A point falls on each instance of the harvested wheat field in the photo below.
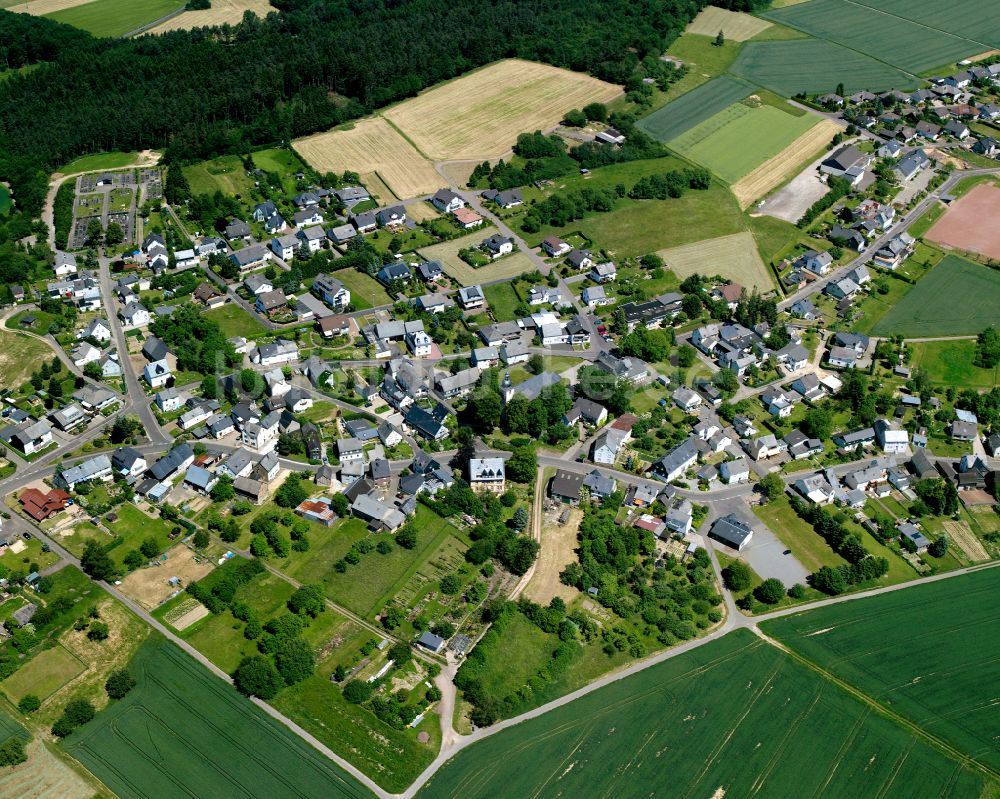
(735, 26)
(734, 257)
(962, 225)
(777, 169)
(222, 12)
(150, 587)
(372, 146)
(43, 776)
(481, 114)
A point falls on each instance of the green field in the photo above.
(234, 321)
(98, 161)
(225, 174)
(366, 292)
(972, 18)
(184, 732)
(738, 139)
(503, 300)
(735, 717)
(956, 298)
(814, 65)
(114, 17)
(366, 587)
(930, 653)
(950, 363)
(690, 109)
(888, 38)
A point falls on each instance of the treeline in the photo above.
(861, 565)
(317, 64)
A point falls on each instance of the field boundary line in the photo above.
(938, 743)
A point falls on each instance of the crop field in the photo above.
(372, 146)
(19, 354)
(975, 19)
(956, 298)
(114, 17)
(481, 114)
(740, 138)
(735, 26)
(893, 39)
(779, 168)
(950, 363)
(815, 65)
(183, 732)
(225, 174)
(733, 256)
(735, 717)
(222, 12)
(693, 108)
(447, 253)
(962, 226)
(938, 667)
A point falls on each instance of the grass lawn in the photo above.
(366, 292)
(98, 161)
(502, 299)
(733, 142)
(641, 227)
(806, 544)
(111, 18)
(44, 674)
(951, 363)
(183, 732)
(367, 586)
(234, 321)
(957, 297)
(220, 637)
(225, 173)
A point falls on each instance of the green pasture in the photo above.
(957, 297)
(738, 139)
(183, 732)
(815, 65)
(894, 39)
(735, 716)
(112, 18)
(929, 653)
(691, 109)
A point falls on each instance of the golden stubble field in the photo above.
(473, 118)
(372, 146)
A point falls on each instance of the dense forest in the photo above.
(314, 65)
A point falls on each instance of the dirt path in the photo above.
(558, 548)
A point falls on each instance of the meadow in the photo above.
(480, 115)
(957, 297)
(930, 653)
(691, 109)
(734, 257)
(222, 12)
(972, 18)
(183, 732)
(894, 39)
(815, 65)
(739, 138)
(734, 717)
(372, 146)
(113, 18)
(950, 363)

- - -

• **Your goal**
Go through the data above and transcribe it in full, omitting any image.

• **Solved exercise**
A point falls on each instance of the harvested wheat field in the photo below.
(735, 26)
(734, 257)
(962, 225)
(777, 169)
(222, 12)
(150, 587)
(372, 146)
(43, 776)
(481, 114)
A point falls on each instance of the green field in the photo above.
(234, 321)
(98, 161)
(225, 174)
(366, 292)
(972, 18)
(184, 732)
(738, 139)
(503, 300)
(735, 717)
(956, 298)
(814, 65)
(114, 17)
(366, 587)
(930, 653)
(950, 363)
(690, 109)
(888, 38)
A point falls on each instance of the treeline in the photo above.
(861, 565)
(317, 64)
A point falls on each instance of the field boundary line in the photo above.
(938, 743)
A point falls on each instance of the crop field in the photo above.
(372, 146)
(19, 354)
(975, 19)
(956, 298)
(114, 17)
(481, 114)
(740, 138)
(735, 26)
(893, 39)
(779, 168)
(950, 363)
(815, 65)
(183, 732)
(225, 174)
(733, 256)
(735, 717)
(222, 12)
(693, 108)
(447, 253)
(962, 226)
(938, 667)
A point falls on each instance of the grass lawn in the photo above.
(366, 292)
(98, 161)
(502, 299)
(733, 142)
(641, 227)
(806, 544)
(111, 18)
(44, 674)
(951, 363)
(183, 732)
(367, 586)
(234, 321)
(957, 297)
(220, 637)
(225, 173)
A point falls on each instance of the green pasture in the photo above.
(957, 297)
(738, 139)
(183, 732)
(815, 65)
(894, 39)
(735, 716)
(112, 18)
(929, 653)
(691, 109)
A point falls on each instance of the golden stubble field in the photo above.
(473, 118)
(372, 146)
A point falls on each instance of the dense forest in the photo above.
(314, 65)
A point falls on each instance of the dirt path in the photo above.
(558, 548)
A point falls on each instance of the meadow in the photo above.
(480, 115)
(957, 297)
(930, 653)
(691, 109)
(734, 257)
(222, 12)
(972, 18)
(183, 732)
(894, 39)
(815, 65)
(739, 138)
(734, 717)
(372, 146)
(113, 18)
(950, 363)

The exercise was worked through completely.